**TASK DIRECTIONS:**
Copy every line of the records below without changing a single character.

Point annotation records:
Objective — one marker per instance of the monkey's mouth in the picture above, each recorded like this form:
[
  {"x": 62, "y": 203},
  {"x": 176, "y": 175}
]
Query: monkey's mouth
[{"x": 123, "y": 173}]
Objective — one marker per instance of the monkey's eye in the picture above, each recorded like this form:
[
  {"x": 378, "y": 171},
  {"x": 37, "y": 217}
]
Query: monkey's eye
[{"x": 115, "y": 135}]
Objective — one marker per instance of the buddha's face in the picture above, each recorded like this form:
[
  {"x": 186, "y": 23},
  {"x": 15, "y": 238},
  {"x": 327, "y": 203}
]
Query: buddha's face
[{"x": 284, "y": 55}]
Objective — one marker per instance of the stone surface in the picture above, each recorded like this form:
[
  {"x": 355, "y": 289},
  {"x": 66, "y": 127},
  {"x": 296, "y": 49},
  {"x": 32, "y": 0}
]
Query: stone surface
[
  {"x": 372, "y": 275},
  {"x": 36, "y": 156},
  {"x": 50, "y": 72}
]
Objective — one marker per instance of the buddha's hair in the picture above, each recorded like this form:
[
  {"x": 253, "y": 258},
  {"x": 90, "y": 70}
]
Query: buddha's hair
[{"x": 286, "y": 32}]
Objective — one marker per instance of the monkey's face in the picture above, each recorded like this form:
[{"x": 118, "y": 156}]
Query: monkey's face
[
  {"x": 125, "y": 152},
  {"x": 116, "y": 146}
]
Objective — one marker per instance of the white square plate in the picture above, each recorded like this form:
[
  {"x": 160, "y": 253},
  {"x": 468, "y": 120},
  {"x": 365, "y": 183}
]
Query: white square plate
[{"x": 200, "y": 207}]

**TASK SOLUTION:**
Objective — one marker per instance of the monkey's mouth in the picture above, each recorded like this form:
[
  {"x": 62, "y": 203},
  {"x": 176, "y": 175}
]
Query: monkey's mouth
[{"x": 123, "y": 173}]
Objective — one marker per instance of the monkey's eye in the picture above, each recorded like this form:
[
  {"x": 378, "y": 171},
  {"x": 37, "y": 217}
]
Query: monkey's eye
[{"x": 115, "y": 135}]
Objective — one marker per instance of the buddha's face in the picture above, each recorded like this form:
[
  {"x": 186, "y": 23},
  {"x": 15, "y": 238},
  {"x": 327, "y": 203}
]
Query: buddha's face
[{"x": 284, "y": 55}]
Objective — one marker per instance of the stone surface in the picture above, each recorded like this form:
[
  {"x": 355, "y": 289},
  {"x": 66, "y": 127},
  {"x": 296, "y": 49},
  {"x": 32, "y": 0}
]
Query: stone surface
[
  {"x": 372, "y": 275},
  {"x": 36, "y": 156},
  {"x": 50, "y": 72}
]
Objective — one marker per instance of the buddha's hair in the picture above, each recorded like this form:
[
  {"x": 253, "y": 258},
  {"x": 90, "y": 70}
]
Query: buddha's hair
[{"x": 286, "y": 32}]
Objective — one marker per instance of the monkey's face in the picture above, each recorded like this form:
[{"x": 118, "y": 156}]
Query: monkey's face
[
  {"x": 125, "y": 152},
  {"x": 116, "y": 146}
]
Objective — one marker per instance of the white square plate in the picture above, each recorded like this form:
[
  {"x": 160, "y": 253},
  {"x": 468, "y": 120},
  {"x": 365, "y": 183}
]
Query: white square plate
[{"x": 200, "y": 207}]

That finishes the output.